That tells us that we can write
$$\psi(x)= C_1cosh(\mu x)+ C_2sinh(\mu x)- C_1cos(\mu x)+ C_2sin(\mu x)$$

Now we use
$$\psi(1)= C_1cosh(\mu)+ C_2sinh(\mu)- C_1cos(\mu)+ C_2sin(\mu)= 0$$
and
$$\psi'(1)= \mu C_1sinh(\mu)+ \mu C_2 cosh(\mu)+ \mu C_1sin(\mu)- \mu C_2cos(\mu)= 0$$

We can write those as
$$C_1(cosh(\mu)- cos(\mu))+ C_2(sinh(\mu)- sin(\mu))= 0$$
and
$$C_1(sinh(\mu)+ sin(\mu)+ C_2(cosh(\mu)- cos(\mu))= 0$$

In order to solve for, say, $C_1$, we would have to eliminate $C_2$.
We could do that by multiplying the first equation by $cosh(\mu)- cos(\mu)$, the second equation by $sinh(\mu)- sin(\mu)$, and subtracting the second from the first.

That gives
$$(cosh(\mu)- cos(\mu))(cosh(\mu)- cos(\mu))C_1- (sinh(\mu)- sin(\mu))(sinh(\mu)+ sin(\mu)C_1= 0$$
$$C_1(cosh^2(\mu)- 2sinh(\mu)sin(\mu)+ cos^2(\mu)- sinh^2(\mu)+ sin^2(\mu))= 0$$.

************

= Job A =
Collect every line of the entries that contains the string "green".
The derivation above has no connection to the entries that follow it.

************

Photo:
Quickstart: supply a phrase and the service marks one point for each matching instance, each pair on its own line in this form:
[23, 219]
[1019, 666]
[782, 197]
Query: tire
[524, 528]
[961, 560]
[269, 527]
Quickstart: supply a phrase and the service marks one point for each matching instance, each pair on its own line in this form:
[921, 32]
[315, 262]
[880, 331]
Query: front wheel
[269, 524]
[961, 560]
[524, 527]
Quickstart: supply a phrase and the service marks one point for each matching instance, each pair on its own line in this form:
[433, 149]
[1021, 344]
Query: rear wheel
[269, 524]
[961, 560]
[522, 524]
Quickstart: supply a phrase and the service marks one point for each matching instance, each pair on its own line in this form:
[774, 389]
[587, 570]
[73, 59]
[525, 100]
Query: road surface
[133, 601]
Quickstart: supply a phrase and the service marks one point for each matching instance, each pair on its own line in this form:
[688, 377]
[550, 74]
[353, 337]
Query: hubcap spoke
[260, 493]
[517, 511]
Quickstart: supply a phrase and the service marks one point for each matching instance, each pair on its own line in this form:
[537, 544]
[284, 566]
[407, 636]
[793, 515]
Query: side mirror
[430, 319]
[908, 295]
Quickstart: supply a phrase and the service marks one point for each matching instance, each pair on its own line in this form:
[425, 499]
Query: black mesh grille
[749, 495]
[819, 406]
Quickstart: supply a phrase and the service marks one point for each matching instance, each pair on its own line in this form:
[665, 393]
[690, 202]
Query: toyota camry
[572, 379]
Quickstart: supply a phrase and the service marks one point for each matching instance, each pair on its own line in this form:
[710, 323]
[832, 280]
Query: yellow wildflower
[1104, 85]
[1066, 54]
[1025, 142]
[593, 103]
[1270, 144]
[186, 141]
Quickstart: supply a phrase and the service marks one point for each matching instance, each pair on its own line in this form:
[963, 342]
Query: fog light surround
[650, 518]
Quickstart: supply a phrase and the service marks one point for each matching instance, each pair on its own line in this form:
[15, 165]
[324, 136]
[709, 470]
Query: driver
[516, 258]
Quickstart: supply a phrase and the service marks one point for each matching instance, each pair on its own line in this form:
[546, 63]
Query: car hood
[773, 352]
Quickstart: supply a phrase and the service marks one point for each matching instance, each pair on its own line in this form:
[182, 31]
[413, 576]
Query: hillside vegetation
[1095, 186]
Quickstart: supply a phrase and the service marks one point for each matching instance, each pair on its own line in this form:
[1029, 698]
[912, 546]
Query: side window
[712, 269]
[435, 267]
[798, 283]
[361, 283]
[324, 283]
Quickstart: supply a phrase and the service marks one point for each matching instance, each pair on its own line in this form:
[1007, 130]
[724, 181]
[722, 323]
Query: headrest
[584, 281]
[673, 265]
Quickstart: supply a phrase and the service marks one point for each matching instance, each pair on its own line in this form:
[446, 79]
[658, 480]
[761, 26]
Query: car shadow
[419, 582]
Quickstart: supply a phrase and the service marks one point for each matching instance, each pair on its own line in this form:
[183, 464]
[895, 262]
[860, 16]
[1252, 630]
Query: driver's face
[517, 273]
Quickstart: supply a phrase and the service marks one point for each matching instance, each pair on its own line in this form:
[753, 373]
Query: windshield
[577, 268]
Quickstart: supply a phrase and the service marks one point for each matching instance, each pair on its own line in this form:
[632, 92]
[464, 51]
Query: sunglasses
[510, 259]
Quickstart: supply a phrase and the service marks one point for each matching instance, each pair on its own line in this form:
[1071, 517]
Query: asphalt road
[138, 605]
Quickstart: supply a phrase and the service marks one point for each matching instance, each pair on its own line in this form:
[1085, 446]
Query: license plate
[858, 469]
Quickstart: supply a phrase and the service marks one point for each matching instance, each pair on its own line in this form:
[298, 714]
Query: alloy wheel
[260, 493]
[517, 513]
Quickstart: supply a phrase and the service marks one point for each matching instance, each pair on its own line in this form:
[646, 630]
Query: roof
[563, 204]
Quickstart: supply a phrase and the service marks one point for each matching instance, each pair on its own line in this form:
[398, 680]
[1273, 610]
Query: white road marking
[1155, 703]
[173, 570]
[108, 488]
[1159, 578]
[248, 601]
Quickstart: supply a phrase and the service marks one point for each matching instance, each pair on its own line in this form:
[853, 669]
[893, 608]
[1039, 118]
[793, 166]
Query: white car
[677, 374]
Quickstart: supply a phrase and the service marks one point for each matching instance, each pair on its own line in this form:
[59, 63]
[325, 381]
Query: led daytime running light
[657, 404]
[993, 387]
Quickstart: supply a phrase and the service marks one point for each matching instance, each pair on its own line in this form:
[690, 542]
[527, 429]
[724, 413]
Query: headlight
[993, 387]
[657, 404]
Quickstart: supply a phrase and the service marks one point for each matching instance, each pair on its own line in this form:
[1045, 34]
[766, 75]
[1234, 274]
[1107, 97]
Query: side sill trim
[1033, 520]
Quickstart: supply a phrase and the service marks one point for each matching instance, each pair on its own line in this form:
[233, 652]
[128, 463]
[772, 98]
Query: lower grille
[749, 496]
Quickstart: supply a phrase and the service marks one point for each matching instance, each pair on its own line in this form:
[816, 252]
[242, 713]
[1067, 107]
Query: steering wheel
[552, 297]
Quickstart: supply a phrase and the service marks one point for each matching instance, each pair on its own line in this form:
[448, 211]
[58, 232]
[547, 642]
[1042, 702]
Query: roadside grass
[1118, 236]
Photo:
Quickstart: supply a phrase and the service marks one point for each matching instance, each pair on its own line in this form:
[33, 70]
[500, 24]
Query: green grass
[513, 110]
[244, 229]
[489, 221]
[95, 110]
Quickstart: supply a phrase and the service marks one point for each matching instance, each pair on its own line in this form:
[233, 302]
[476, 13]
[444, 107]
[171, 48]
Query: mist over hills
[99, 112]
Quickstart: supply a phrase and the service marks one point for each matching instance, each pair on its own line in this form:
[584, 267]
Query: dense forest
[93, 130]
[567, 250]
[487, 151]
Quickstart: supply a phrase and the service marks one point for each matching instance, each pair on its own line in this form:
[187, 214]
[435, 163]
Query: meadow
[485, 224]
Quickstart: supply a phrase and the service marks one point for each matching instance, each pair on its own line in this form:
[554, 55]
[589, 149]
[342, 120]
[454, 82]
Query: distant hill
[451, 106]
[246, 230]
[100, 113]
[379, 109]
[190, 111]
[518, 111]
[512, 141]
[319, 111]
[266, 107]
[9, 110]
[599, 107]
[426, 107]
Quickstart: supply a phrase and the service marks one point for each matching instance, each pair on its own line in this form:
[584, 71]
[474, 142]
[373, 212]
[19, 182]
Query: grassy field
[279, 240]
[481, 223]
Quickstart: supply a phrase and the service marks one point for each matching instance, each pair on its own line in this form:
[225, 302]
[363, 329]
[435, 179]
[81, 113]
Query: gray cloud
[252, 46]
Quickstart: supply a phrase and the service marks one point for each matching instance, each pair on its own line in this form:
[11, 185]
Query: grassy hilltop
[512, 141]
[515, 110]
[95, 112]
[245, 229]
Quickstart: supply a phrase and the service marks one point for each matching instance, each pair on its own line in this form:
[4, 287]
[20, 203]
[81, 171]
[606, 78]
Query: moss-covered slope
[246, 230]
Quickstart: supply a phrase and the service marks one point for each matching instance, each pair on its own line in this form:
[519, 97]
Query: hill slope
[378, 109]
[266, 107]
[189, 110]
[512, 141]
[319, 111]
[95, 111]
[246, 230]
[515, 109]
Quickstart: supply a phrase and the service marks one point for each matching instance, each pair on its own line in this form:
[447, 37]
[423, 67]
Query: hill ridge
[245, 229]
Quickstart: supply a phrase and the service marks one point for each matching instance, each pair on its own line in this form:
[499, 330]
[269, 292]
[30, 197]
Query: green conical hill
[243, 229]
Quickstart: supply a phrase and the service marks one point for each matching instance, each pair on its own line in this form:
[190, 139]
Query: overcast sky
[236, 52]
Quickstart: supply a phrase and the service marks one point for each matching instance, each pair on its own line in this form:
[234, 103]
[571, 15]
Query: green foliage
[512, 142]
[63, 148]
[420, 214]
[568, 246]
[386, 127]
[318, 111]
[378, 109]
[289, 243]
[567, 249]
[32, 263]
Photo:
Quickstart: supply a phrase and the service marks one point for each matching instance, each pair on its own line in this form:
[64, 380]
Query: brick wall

************

= Job B =
Quote the derivation from "We could do" to "from the first.".

= Complete response A =
Query: green grass
Query: green conical hill
Query: green foliage

= Complete response B =
We could do that by multiplying the first equation by $cosh(\mu)- cos(\mu)$, the second equation by $sinh(\mu)- sin(\mu)$, and subtracting the second from the first.